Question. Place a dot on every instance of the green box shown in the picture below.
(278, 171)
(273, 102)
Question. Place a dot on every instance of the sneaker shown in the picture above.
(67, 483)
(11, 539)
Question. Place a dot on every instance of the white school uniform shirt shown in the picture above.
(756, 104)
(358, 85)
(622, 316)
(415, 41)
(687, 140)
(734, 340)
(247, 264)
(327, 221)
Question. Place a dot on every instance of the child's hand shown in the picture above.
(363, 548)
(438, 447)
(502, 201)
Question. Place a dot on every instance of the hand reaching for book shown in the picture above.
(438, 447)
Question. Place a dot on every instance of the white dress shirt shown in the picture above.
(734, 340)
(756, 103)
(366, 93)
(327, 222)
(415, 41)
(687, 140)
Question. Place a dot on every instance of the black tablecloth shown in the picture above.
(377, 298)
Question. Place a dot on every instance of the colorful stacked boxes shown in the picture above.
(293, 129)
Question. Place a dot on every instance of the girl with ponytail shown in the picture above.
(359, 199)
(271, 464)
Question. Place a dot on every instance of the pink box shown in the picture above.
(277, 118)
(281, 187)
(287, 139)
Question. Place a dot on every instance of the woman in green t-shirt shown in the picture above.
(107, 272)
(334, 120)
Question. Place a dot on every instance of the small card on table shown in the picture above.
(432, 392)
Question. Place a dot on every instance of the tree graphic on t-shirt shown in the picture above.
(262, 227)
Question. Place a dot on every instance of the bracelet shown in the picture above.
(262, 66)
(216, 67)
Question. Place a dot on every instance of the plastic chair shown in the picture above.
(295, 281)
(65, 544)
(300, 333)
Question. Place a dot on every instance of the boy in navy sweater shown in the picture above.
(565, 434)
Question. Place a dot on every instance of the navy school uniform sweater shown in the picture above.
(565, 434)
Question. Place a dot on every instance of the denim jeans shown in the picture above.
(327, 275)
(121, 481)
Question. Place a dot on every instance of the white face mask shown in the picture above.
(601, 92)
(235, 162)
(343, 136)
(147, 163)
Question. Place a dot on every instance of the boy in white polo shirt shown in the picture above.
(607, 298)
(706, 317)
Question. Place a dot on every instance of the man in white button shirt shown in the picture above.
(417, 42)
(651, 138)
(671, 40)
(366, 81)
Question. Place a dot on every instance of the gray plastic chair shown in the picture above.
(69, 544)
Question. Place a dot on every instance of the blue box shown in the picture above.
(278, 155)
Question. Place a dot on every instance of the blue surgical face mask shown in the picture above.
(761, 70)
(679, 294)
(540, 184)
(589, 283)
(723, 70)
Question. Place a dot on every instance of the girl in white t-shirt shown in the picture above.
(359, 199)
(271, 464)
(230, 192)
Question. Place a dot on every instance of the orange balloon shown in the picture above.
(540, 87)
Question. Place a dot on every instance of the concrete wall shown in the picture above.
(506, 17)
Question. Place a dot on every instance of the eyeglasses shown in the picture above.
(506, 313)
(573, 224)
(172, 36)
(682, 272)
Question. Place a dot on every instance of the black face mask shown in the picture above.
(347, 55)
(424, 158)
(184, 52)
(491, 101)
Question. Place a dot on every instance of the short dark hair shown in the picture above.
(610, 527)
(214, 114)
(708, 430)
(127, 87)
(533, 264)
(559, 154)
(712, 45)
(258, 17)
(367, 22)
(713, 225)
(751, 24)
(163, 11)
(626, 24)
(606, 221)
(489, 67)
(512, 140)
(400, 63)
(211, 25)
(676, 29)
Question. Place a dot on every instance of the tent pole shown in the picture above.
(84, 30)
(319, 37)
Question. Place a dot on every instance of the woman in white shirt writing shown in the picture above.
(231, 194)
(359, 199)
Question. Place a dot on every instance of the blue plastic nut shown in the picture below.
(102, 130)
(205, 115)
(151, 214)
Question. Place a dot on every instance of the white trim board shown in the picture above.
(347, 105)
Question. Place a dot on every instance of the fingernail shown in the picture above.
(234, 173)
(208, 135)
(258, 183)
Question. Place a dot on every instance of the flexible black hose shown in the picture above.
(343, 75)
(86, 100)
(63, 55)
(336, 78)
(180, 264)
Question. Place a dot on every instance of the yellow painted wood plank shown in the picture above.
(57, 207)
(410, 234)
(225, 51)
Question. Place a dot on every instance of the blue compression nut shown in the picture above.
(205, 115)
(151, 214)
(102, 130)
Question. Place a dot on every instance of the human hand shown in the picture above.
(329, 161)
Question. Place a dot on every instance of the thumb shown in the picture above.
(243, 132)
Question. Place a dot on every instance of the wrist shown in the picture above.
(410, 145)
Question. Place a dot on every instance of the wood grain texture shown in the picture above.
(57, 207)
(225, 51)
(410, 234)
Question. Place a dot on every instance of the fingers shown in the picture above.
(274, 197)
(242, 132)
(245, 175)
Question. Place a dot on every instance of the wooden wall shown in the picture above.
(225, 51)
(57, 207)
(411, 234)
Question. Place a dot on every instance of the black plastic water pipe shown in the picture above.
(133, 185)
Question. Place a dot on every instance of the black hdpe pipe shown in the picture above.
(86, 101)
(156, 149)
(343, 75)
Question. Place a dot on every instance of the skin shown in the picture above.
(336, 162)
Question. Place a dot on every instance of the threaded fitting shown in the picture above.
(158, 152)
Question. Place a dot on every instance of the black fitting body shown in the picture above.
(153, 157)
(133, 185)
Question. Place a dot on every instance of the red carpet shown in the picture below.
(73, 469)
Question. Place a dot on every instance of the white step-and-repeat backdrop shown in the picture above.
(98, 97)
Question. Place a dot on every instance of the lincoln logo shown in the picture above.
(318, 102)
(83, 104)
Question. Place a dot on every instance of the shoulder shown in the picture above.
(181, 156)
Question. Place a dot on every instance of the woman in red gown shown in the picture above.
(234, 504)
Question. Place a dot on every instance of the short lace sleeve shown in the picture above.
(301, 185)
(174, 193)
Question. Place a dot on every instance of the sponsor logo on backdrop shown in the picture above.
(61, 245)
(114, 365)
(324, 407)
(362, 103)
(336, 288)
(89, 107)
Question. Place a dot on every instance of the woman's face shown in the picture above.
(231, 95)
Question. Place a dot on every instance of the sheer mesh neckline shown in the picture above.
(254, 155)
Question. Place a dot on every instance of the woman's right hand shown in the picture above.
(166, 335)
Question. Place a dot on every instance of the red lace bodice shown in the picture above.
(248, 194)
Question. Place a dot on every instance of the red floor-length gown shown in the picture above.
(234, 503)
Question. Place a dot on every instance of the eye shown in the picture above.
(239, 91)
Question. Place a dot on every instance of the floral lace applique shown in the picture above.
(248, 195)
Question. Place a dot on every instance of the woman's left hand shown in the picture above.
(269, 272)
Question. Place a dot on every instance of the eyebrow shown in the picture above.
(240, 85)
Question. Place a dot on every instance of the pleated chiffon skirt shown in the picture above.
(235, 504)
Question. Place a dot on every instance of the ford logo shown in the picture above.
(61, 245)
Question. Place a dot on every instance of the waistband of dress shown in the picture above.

===

▶ REQUIREMENT: Print the material once more, exactly.

▶ THE ANSWER:
Question. Place a dot on every instance of the green box shown in the picture below.
(278, 171)
(273, 102)
Question. Place a dot on every instance of the sneaker shown in the picture above.
(67, 483)
(11, 539)
Question. Place a dot on every instance of the white school uniform shirt shown in the picture above.
(756, 104)
(358, 85)
(622, 316)
(415, 41)
(687, 140)
(734, 340)
(247, 264)
(327, 221)
Question. Place a dot on every instance of the child's hand shown in the picture above.
(363, 548)
(438, 447)
(502, 201)
Question. Place a dot on every instance of the hand reaching for book shown in the picture above.
(438, 447)
Question. Place a dot on every instance of the white dress shirt shown in the picture above.
(734, 340)
(756, 103)
(366, 93)
(327, 222)
(415, 41)
(687, 140)
Question. Place a dot on every instance of the black tablecloth shown in the picture above.
(377, 298)
Question. Place a dot on every instance of the colorful stacked boxes shown in the picture above.
(293, 129)
Question. Place a dot on every instance of the girl with ponytail shown in the picture above.
(359, 199)
(271, 464)
Question. Place a dot on every instance of the pink box shown in the picture above.
(277, 118)
(281, 187)
(287, 139)
Question. Place a dot on every instance of the woman in green t-shirt shown in the picture above.
(107, 272)
(334, 120)
Question. Place a dot on every instance of the small card on table shown in the picture above.
(432, 392)
Question. Place a dot on every instance of the tree graphic on t-shirt shown in the picture above.
(262, 227)
Question. Place a dot on every instance of the bracelet shown in the picture above.
(262, 66)
(216, 67)
Question. Place a dot on every instance of the plastic chair shown in the picture above.
(295, 281)
(65, 544)
(300, 333)
Question. Place a dot on every instance of the boy in navy sweater shown in the picture above.
(565, 434)
Question. Place a dot on every instance of the navy school uniform sweater shown in the picture above.
(565, 434)
Question. Place a dot on every instance of the denim jeans shown in the picture above.
(327, 275)
(121, 481)
Question. Place a dot on every instance of the white face mask shown in the picture above.
(601, 92)
(235, 162)
(343, 136)
(147, 163)
Question. Place a dot on every instance of the boy in white polo shirt shown in the picture above.
(607, 298)
(706, 317)
Question. Place a dot on every instance of the man in white button shirt shown in the picture above.
(417, 42)
(651, 138)
(671, 40)
(366, 81)
Question. Place a dot on every instance of the gray plastic chair shown in the picture above.
(69, 544)
Question. Place a dot on every instance of the blue box shown in the picture above.
(278, 155)
Question. Place a dot on every instance of the blue surgical face mask shown in the picture above.
(761, 70)
(679, 294)
(540, 184)
(589, 283)
(723, 70)
Question. Place a dot on every instance of the girl in white t-shirt shown in the picture above.
(359, 199)
(271, 464)
(230, 192)
Question. Place a dot on every instance of the orange balloon shown in the picture above.
(540, 87)
Question. Place a dot on every instance of the concrete wall shown in the picture above.
(506, 17)
Question. Place a dot on every instance of the eyeglasses shown in the picture above.
(506, 313)
(573, 224)
(172, 36)
(682, 272)
Question. Place a dot on every instance of the black face mask shown in the picture above.
(347, 55)
(424, 158)
(184, 52)
(491, 101)
Question. Place a dot on every instance of the short dark hair shown in the picture above.
(610, 527)
(214, 114)
(708, 430)
(127, 87)
(533, 264)
(559, 154)
(712, 45)
(258, 17)
(367, 22)
(713, 225)
(751, 24)
(163, 11)
(626, 24)
(606, 221)
(489, 67)
(512, 140)
(400, 63)
(211, 25)
(676, 29)
Question. Place a dot on every instance of the tent pole shown in the picture above.
(84, 30)
(319, 37)
Question. Place a dot on every instance of the woman in white shirt writing shown in the picture above.
(231, 194)
(359, 199)
Question. Place a dot on every instance of the blue plastic nut shown in the picture below.
(102, 130)
(205, 115)
(151, 214)
Question. Place a dot on every instance of the white trim board shown in the picture above.
(347, 105)
Question. Place a dot on every instance of the fingernail shown in the picture above.
(234, 173)
(208, 135)
(258, 183)
Question. Place a dot on every instance of the flexible black hose shown in the picture above.
(343, 75)
(86, 100)
(63, 55)
(336, 78)
(180, 264)
Question. Place a dot on every instance of the yellow painted wood plank shown in the picture above.
(57, 207)
(410, 234)
(225, 51)
Question. Place a dot on every instance of the blue compression nut shown in the picture above.
(205, 115)
(151, 214)
(102, 130)
Question. Place a dot on every instance of the human hand shown in the picture above.
(329, 161)
Question. Place a dot on every instance of the thumb shown in the picture above.
(243, 132)
Question. Place a dot on every instance of the wrist shown in the picture above.
(410, 145)
Question. Place a dot on every instance of the wood grain texture shown in the picture above.
(57, 207)
(225, 51)
(410, 234)
Question. Place a dot on every instance of the fingers shown in the picture above.
(274, 197)
(242, 132)
(245, 175)
Question. Place a dot on every instance of the wooden wall shown in the picture above.
(225, 51)
(57, 207)
(411, 234)
Question. Place a dot on every instance of the black plastic water pipe shown in the picture above.
(133, 185)
Question. Place a dot on every instance of the black hdpe pipe shown in the picture above.
(86, 101)
(156, 149)
(343, 75)
Question. Place a dot on every instance of the skin shown in the picture above.
(336, 162)
Question. Place a dot on every instance of the threaded fitting shown in the picture above.
(158, 152)
Question. Place a dot on every instance of the black fitting body shown in the picture above.
(153, 157)
(133, 185)
Question. Place a dot on every instance of the red carpet shown in the picture below.
(73, 469)
Question. Place a dot on every instance of the white step-and-repeat backdrop shown in the picture above.
(98, 97)
Question. Place a dot on every instance of the lincoln logo shown in the picture above.
(318, 102)
(83, 104)
Question. Place a dot on every instance of the shoulder shown in the picture above.
(181, 156)
Question. Place a dot on every instance of the woman in red gown shown in the picture above.
(234, 504)
Question. Place a dot on every instance of the short lace sleeve shown in the picture above.
(301, 185)
(174, 193)
Question. Place a dot on every instance of the sponsor logo on backdrop shown in the picture above.
(61, 245)
(114, 365)
(324, 407)
(362, 103)
(336, 288)
(89, 107)
Question. Place a dot on every instance of the woman's face shown in the picture above.
(231, 95)
Question. Place a dot on every instance of the sheer mesh neckline shown in the picture above.
(254, 155)
Question. Place a dot on every instance of the woman's right hand shown in the picture above.
(166, 335)
Question. Place a dot on every instance of the red lace bodice shown in the picture above.
(248, 194)
Question. Place a dot on every instance of the red floor-length gown shown in the picture above.
(234, 503)
Question. Place a dot on every instance of the eye shown in the picture above.
(239, 91)
Question. Place a dot on every instance of the floral lace applique shown in the picture above.
(248, 195)
Question. Place a dot on every instance of the woman's left hand shown in the picture above.
(269, 272)
Question. Place a dot on every instance of the eyebrow shown in the picture above.
(240, 85)
Question. Place a dot on every instance of the pleated chiffon skirt shown in the picture above.
(235, 504)
Question. Place a dot on every instance of the ford logo shown in the picture above.
(61, 245)
Question. Place a dot on every instance of the waistband of dress shown in the picture above.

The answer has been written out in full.